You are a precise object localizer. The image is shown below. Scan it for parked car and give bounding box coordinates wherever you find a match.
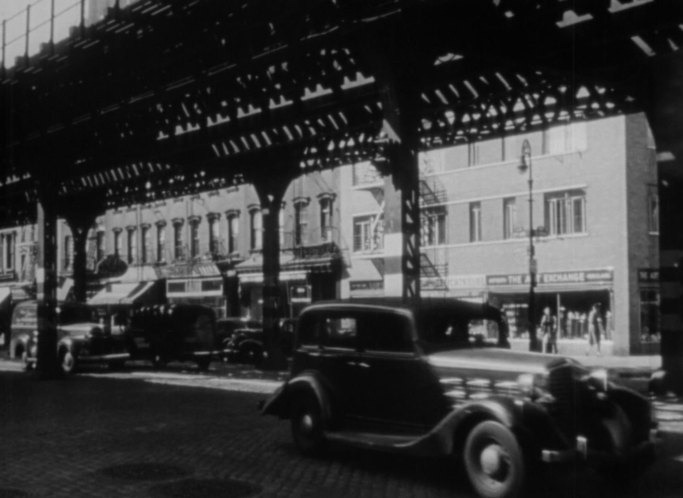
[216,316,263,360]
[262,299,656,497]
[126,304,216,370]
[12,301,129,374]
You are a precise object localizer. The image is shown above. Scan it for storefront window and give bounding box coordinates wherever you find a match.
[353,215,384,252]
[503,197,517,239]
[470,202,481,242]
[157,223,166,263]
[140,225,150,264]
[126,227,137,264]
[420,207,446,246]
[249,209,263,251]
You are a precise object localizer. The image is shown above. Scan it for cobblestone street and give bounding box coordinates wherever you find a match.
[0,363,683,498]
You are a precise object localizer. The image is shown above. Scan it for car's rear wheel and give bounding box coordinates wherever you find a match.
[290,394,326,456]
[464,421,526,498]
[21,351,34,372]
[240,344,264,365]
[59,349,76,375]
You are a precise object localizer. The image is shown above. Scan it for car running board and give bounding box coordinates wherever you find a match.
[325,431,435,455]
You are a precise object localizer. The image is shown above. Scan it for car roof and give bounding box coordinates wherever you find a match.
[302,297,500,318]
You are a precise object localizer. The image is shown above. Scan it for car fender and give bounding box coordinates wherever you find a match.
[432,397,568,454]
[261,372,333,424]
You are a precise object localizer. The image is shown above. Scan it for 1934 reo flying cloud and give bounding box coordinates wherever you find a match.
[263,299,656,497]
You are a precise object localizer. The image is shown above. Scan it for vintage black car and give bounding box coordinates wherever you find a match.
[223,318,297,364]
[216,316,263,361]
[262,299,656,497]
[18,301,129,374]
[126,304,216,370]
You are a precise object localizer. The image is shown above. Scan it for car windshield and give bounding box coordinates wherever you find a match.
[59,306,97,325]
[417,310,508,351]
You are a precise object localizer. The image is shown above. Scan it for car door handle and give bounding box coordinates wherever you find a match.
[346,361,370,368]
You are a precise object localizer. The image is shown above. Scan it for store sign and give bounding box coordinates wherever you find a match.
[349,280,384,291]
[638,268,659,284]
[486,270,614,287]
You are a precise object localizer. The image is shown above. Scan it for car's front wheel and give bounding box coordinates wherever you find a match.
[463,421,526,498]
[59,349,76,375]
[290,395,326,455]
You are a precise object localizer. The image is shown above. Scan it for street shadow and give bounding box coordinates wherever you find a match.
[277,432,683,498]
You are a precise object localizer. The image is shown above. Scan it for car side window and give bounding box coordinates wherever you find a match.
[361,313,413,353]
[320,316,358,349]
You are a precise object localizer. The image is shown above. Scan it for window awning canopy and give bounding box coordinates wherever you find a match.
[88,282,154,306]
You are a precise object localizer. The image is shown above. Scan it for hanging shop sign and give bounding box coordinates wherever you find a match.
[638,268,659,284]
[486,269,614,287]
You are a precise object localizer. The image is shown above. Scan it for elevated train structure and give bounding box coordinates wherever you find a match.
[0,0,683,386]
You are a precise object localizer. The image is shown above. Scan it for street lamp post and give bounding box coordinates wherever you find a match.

• • •

Instructions to follow: Rewrite the entire listing above, substituting "object detector" for "object localizer" wherever it appears and keeping every other character unchanged. Omit the pictures.

Correct response:
You are a precise object detector. The image is shown below. Scan it for parked car and give bounding box coordinates wherever you find a match.
[216,316,263,360]
[262,299,656,497]
[126,304,216,370]
[12,301,129,374]
You are a precise object detector. The image is shown above. Scan it for storefront window and give bounding box coordinates wherever you find a match.
[353,215,384,252]
[503,197,517,239]
[470,202,481,242]
[157,223,166,263]
[140,225,150,264]
[126,227,137,264]
[420,207,446,246]
[249,209,263,251]
You are a precise object detector. The image is shown above. Scan it for cobblestone street and give bounding box coordinates wherever you find a match.
[0,363,683,498]
You are a precise object detector. The image is shown above. Scan it for car's rear wheel and give bounding box coordinates wherever you find a match.
[290,394,326,456]
[464,421,526,498]
[21,351,34,372]
[240,344,264,365]
[59,349,76,375]
You are a precise object detector. The image is shown above. Scan it for car running board and give bounding box coordinates wherever you find a match.
[325,431,435,455]
You are a precise object detector. The image is shown above. Scan it for car roof and give bounding box coordinates wherever you find a match.
[302,297,500,318]
You are a precise object detector. The image is shown above. Scan it for car fender and give bounding box coordinates wherever you find a match.
[432,397,568,454]
[261,372,333,424]
You are a precise object detector. The image is shown above. Scan it for 1934 reo flying cloud and give bounding box coordinates wherever you find a match.
[263,299,656,497]
You are a precise object detector. The image is shown above. Scan it for vintage black car and give bounding box coordinates wherever you find a match.
[223,318,297,364]
[216,316,263,361]
[262,299,656,497]
[18,301,129,374]
[126,304,216,370]
You are a precise object detector. The image is shown above. Scan it for car windshield and give bounding box coordinates wherever you find a match.
[59,306,97,325]
[417,310,508,351]
You are a precise object detector. The image is shown above. Scan it for car door handle and give bounding box coordinates wherever you find a match.
[346,361,370,368]
You are a precise object detector. The image is shown above. Scan it for store sign and give bounding box coordinates wherever you find a match.
[349,280,384,291]
[638,268,659,284]
[486,270,614,287]
You are a precise object detector. The image is shown above. Scan it for car's front wheel and give bounding box coordinates wherever you find a match.
[463,421,526,498]
[59,349,76,375]
[290,395,326,455]
You are a precise object detector. The image is shown above. Scan it for street shadow and give bounding box coordinates wherever you find a match.
[277,432,683,498]
You are a precise object detector. The image is shown above. Scan it for car side window and give bounding box coordinates wherever you find a match.
[361,313,413,353]
[320,316,358,349]
You are a precise object detector. The image is shown above. Scan it for window awning canopy and give bounding box coordinates wherever you find a match.
[88,282,154,306]
You are a precise object detector. The image is shown above. Scan it for hanging shop sign and give bounding box coordinates wherever you find a match.
[638,268,659,284]
[486,269,614,287]
You are a precise object detector. The image is shown above. Scan it for elevated train structure and give bounding box coordinates wherever you find a match.
[0,0,683,386]
You are a precise object detector. The image is shown above. Scan it for street lamp post and give bounding box coordinates wherever you find a match.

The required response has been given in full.